▶ **OBJECTIVE**
Starting with the first line of the items and going on through the line with "629], [1271, 639]]", write out only those lines again, requests included, scaling every pixel coordinate in the answers by 1.75 and rounding to whole numbers, with halves rounded up. Leave the numbers in the requests and their format samples unchanged.

▶ **MATERIAL SUPPLIED**
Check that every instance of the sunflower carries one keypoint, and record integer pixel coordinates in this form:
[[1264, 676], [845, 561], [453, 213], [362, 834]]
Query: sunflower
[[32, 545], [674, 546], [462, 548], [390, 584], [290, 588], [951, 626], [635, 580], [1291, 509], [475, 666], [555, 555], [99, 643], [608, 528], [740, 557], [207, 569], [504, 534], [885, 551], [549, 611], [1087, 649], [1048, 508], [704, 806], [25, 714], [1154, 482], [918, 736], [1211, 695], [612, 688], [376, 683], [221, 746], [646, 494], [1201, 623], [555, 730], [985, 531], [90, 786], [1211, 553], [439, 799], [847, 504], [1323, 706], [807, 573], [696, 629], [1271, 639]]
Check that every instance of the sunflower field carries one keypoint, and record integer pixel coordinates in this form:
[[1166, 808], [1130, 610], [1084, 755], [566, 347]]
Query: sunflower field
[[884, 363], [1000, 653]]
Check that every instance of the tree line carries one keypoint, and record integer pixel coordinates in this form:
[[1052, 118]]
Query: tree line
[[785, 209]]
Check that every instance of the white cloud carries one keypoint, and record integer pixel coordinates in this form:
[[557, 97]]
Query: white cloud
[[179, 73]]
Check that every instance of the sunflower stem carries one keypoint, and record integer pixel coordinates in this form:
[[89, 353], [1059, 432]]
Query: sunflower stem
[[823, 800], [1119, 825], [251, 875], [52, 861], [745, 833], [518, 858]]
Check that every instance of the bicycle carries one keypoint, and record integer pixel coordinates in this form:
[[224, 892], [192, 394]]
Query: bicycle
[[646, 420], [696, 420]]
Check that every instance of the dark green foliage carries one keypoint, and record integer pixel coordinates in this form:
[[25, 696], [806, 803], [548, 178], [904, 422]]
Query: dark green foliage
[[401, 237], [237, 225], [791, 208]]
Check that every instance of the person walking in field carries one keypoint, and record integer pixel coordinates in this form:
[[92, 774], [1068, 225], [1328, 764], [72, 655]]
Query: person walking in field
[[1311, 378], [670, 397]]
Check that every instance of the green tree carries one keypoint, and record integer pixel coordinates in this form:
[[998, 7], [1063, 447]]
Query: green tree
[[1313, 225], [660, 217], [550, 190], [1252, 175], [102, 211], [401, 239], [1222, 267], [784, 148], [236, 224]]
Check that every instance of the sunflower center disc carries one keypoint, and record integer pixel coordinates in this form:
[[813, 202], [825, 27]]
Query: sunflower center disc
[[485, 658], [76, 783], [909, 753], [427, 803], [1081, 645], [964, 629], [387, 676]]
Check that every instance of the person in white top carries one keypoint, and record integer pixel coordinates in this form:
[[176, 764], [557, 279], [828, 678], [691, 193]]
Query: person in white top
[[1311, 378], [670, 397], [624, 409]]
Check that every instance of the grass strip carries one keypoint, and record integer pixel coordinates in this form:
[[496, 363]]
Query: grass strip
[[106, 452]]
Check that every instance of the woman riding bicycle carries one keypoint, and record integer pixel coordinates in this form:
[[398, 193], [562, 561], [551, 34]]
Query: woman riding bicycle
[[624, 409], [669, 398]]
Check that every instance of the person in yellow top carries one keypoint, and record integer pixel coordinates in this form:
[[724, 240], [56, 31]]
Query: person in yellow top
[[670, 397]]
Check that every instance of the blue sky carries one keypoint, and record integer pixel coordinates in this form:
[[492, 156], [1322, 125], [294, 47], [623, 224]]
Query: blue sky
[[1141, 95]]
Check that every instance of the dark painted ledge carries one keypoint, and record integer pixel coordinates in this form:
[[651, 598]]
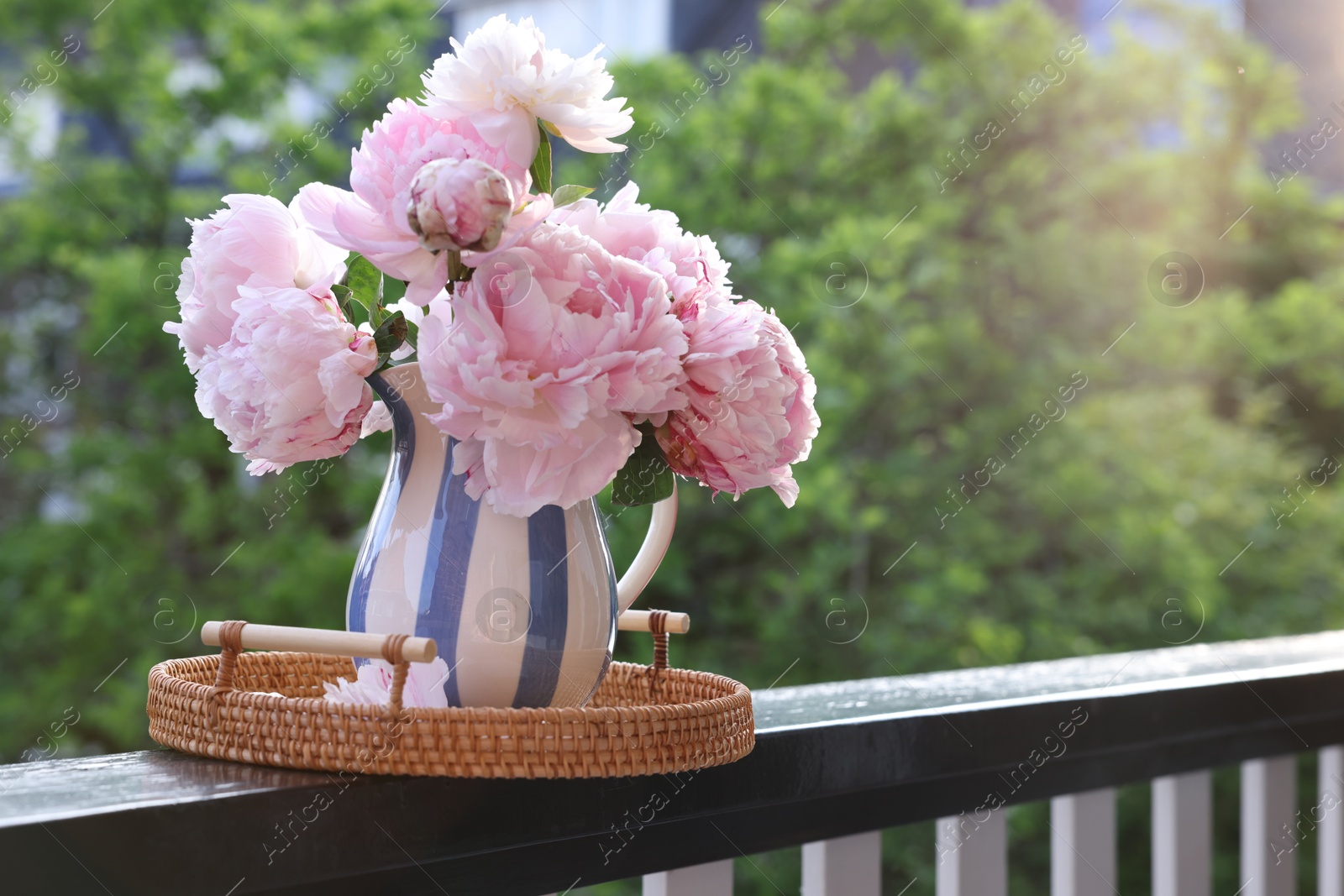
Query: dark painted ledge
[[831, 759]]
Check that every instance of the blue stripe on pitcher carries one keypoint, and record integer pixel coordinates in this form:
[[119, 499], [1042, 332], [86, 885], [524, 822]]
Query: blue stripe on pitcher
[[403, 452], [548, 550], [443, 587]]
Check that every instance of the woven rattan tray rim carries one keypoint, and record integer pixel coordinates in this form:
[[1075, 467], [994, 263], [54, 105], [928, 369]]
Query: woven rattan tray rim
[[167, 676]]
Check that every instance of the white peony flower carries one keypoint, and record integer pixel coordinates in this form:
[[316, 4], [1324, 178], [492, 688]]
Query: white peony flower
[[503, 80]]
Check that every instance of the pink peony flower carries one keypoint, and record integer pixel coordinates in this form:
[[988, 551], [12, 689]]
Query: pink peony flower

▶ **WORKED SOLUTION**
Check that every instance of the sunflower carries one keypoint, and record integer pixel coordinates in this form:
[[1264, 676], [845, 561], [453, 213], [362, 834]]
Query: sunflower
[[56, 954], [1180, 956], [809, 959], [683, 1022], [508, 1029], [1664, 1096], [1111, 1015], [2259, 891], [831, 1166], [971, 971], [173, 1125], [1064, 924], [1295, 975], [362, 996], [882, 935], [1549, 964], [961, 1069], [1902, 1136], [1834, 889], [1232, 1411], [44, 1250], [2020, 844], [1607, 1288], [2119, 1216], [1071, 1204], [658, 1195], [387, 1306], [1131, 865], [2102, 1090], [971, 1278], [1724, 929], [158, 1376], [2119, 968], [768, 1398], [1482, 882], [2315, 1236], [1412, 1003], [1218, 1101], [2224, 1118]]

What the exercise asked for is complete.